------ DATA SECTION ------

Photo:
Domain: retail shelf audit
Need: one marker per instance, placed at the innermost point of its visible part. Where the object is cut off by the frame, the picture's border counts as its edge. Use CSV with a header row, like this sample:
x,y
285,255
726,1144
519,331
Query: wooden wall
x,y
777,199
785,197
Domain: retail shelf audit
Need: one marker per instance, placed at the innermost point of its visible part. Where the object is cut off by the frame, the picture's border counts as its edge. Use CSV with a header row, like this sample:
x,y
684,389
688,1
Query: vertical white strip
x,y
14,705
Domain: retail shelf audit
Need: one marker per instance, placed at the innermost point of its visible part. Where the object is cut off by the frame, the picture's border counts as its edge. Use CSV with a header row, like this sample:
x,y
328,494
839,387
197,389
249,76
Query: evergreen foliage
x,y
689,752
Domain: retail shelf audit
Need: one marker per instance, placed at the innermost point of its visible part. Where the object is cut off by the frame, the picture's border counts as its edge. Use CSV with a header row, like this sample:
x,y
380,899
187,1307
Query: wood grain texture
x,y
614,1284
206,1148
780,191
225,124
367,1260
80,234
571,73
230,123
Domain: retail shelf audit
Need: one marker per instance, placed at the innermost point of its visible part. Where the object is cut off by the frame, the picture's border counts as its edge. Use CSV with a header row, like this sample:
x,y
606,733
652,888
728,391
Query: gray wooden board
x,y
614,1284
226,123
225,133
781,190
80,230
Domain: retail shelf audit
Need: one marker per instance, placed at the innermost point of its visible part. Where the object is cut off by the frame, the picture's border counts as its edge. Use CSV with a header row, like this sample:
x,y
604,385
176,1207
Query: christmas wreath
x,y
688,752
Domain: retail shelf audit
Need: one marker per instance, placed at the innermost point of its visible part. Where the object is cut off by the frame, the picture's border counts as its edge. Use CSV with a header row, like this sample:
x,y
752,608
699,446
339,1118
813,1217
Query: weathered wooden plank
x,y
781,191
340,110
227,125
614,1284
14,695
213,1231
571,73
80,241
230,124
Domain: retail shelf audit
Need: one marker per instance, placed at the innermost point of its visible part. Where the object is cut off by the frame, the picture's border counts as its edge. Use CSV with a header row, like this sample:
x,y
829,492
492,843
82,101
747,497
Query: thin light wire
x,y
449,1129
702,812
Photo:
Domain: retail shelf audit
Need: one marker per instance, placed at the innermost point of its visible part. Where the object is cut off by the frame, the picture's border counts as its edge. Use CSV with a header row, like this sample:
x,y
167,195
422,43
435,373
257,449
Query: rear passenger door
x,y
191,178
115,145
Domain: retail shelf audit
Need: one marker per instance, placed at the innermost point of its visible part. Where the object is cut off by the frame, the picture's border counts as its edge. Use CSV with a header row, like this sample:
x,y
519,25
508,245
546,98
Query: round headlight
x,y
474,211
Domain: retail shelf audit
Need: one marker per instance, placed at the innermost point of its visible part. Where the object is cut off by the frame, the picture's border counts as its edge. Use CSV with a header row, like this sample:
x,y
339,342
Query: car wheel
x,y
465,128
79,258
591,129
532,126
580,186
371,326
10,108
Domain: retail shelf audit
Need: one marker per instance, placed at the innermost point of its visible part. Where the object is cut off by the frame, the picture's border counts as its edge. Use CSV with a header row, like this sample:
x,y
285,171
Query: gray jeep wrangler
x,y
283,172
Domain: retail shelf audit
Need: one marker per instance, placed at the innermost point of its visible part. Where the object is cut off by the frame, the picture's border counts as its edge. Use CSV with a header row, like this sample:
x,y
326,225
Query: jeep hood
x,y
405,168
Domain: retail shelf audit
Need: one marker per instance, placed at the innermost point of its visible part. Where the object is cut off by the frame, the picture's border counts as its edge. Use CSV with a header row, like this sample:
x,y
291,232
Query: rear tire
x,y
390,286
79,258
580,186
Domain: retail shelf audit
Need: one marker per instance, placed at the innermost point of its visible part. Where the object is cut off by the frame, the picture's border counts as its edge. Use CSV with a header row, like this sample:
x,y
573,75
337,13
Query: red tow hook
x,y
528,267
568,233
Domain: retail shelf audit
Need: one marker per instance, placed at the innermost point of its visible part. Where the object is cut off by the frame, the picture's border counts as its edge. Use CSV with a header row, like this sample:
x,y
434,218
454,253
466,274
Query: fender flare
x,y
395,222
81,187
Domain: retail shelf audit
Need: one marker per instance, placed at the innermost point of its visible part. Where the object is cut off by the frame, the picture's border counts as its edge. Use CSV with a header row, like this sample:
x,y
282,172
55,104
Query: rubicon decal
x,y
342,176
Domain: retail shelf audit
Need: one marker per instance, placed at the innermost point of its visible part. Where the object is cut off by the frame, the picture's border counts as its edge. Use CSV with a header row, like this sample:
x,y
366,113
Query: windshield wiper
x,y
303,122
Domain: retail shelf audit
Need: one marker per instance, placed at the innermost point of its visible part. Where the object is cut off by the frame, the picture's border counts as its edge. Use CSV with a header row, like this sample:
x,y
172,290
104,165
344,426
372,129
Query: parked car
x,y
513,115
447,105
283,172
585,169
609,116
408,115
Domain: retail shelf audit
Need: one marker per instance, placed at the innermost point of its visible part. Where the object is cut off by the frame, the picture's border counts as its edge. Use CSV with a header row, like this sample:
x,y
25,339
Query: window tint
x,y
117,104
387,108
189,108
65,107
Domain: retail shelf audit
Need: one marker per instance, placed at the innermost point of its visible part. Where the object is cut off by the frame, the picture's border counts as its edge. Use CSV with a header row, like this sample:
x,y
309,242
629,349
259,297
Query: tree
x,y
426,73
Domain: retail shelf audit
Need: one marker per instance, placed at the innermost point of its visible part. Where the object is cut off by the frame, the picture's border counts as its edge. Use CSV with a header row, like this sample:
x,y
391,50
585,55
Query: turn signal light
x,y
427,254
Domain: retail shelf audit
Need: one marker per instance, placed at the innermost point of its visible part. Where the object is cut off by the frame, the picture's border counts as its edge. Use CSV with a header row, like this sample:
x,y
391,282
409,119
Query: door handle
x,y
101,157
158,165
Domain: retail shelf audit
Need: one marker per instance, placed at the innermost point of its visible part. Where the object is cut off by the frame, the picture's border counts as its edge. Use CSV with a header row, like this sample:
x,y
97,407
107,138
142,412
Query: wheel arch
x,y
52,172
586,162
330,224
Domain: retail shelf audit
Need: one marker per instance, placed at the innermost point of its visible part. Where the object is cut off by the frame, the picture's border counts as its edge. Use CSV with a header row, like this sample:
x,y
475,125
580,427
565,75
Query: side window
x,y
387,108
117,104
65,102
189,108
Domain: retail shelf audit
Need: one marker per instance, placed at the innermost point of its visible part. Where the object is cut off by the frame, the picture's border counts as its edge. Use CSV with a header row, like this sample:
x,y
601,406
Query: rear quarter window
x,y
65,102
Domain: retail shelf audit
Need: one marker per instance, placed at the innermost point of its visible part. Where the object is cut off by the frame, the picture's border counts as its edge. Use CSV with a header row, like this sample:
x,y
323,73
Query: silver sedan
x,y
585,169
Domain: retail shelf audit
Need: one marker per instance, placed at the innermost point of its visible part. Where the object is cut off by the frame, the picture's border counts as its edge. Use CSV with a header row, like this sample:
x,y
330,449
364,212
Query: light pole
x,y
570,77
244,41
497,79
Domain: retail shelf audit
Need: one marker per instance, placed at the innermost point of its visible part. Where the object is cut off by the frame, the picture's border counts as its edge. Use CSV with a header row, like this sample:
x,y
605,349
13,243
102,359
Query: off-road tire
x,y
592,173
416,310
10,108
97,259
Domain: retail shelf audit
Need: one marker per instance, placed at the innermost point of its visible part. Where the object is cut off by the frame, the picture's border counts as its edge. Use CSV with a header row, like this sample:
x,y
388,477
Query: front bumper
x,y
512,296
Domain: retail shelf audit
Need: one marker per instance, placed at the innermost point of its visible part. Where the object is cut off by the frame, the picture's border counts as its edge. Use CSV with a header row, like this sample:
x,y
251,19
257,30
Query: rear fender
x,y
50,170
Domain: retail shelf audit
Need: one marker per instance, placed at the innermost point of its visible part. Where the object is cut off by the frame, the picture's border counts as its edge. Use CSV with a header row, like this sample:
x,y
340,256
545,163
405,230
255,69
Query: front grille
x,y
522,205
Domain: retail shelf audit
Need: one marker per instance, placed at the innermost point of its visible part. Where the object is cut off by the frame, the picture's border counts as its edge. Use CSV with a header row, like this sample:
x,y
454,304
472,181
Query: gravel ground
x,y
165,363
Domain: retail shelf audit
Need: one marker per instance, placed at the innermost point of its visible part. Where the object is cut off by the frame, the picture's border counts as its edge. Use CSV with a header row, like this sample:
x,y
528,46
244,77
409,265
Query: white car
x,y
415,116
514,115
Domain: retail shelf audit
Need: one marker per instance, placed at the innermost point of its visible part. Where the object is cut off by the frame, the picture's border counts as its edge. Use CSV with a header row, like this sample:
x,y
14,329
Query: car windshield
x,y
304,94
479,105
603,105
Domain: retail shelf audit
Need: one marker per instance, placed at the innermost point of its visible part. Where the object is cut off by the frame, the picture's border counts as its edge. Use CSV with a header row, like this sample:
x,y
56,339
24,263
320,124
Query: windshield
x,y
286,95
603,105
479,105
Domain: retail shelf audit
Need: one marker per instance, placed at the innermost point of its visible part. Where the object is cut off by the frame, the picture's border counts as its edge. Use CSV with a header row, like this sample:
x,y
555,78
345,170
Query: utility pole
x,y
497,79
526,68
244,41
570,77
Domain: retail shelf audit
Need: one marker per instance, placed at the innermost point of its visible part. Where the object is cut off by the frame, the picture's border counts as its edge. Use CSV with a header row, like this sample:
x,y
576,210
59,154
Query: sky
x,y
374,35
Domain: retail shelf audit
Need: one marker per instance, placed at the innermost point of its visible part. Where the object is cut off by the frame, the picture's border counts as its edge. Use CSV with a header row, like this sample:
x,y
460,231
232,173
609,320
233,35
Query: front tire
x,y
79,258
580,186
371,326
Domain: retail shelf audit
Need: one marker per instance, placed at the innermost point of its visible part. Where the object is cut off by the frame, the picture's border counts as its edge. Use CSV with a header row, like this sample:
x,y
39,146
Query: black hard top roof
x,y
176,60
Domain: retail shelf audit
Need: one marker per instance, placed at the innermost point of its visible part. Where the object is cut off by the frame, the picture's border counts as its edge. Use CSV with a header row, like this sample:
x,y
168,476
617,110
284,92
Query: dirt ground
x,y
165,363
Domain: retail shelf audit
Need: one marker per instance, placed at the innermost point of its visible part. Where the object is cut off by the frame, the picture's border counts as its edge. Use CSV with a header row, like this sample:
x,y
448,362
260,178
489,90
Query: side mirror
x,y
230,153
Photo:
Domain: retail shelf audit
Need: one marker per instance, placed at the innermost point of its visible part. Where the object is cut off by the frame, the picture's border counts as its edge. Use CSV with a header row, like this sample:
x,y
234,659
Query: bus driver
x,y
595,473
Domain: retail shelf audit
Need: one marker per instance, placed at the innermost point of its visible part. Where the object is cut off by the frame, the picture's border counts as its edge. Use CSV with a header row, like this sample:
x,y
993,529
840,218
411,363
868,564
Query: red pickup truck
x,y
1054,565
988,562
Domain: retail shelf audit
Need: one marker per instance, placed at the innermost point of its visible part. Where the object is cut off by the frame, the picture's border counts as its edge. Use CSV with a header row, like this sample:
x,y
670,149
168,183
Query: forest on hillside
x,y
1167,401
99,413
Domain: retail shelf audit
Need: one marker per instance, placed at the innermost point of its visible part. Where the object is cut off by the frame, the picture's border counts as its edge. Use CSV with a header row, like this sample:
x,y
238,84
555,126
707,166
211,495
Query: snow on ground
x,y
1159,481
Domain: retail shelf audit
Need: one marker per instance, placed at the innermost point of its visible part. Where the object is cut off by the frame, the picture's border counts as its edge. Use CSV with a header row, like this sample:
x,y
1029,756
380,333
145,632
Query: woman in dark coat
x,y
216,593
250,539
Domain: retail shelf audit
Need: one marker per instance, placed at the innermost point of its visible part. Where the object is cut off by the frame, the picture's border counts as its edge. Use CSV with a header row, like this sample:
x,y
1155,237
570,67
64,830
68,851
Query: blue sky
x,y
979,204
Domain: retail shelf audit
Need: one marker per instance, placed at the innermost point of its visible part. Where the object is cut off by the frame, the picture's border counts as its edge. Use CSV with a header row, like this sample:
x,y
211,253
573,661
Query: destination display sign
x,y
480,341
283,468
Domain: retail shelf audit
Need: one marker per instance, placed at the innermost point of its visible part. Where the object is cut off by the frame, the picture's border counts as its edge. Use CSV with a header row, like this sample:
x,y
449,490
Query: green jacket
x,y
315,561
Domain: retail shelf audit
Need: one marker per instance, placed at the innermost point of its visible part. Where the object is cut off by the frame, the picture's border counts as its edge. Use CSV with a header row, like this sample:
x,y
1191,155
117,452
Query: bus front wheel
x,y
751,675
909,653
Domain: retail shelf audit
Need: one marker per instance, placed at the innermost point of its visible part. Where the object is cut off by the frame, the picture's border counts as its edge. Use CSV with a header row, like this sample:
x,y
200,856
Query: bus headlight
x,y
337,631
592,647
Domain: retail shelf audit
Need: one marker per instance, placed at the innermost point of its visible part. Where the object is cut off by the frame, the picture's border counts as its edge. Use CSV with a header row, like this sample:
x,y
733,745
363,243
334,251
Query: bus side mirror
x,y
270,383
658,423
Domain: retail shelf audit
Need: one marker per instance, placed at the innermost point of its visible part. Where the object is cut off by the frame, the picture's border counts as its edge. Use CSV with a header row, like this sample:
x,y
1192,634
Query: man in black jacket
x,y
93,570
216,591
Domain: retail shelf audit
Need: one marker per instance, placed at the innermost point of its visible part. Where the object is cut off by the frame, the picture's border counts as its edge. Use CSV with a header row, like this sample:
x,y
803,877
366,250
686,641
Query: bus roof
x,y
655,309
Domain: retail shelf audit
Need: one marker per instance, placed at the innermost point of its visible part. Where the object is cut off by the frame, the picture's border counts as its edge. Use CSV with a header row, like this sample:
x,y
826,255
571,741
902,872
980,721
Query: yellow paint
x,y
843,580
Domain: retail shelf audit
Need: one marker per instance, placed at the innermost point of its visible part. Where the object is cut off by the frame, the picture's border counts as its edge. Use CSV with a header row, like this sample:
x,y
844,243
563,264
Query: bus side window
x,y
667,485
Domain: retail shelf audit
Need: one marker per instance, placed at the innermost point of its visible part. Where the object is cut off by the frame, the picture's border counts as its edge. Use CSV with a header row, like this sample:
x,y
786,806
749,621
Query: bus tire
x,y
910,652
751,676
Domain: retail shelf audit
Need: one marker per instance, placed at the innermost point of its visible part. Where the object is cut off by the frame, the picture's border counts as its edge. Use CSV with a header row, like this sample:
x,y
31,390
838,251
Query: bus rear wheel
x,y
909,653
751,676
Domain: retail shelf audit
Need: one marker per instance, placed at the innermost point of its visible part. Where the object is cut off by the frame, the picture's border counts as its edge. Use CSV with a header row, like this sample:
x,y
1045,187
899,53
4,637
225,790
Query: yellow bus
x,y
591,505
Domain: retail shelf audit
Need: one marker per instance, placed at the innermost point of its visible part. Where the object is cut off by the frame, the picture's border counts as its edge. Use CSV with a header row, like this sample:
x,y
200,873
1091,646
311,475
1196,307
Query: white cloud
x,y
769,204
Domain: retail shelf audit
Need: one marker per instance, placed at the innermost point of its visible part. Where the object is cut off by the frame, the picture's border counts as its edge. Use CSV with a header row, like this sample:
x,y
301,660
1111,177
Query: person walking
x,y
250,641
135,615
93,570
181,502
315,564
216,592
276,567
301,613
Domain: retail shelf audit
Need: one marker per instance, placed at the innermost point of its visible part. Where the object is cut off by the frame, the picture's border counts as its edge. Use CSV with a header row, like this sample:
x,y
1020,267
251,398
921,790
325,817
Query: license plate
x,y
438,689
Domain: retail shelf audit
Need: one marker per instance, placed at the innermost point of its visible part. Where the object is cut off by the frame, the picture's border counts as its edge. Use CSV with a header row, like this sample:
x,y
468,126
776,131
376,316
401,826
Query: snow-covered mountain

------

EXERCISE BRIEF
Collect every line of the entries above that contains the string "window". Treat uppercase and lowercase letters as distinct when matching.

OUTPUT FOR THIS TASK
Query: window tint
Query: side window
Query: rear quarter window
Query: bus side window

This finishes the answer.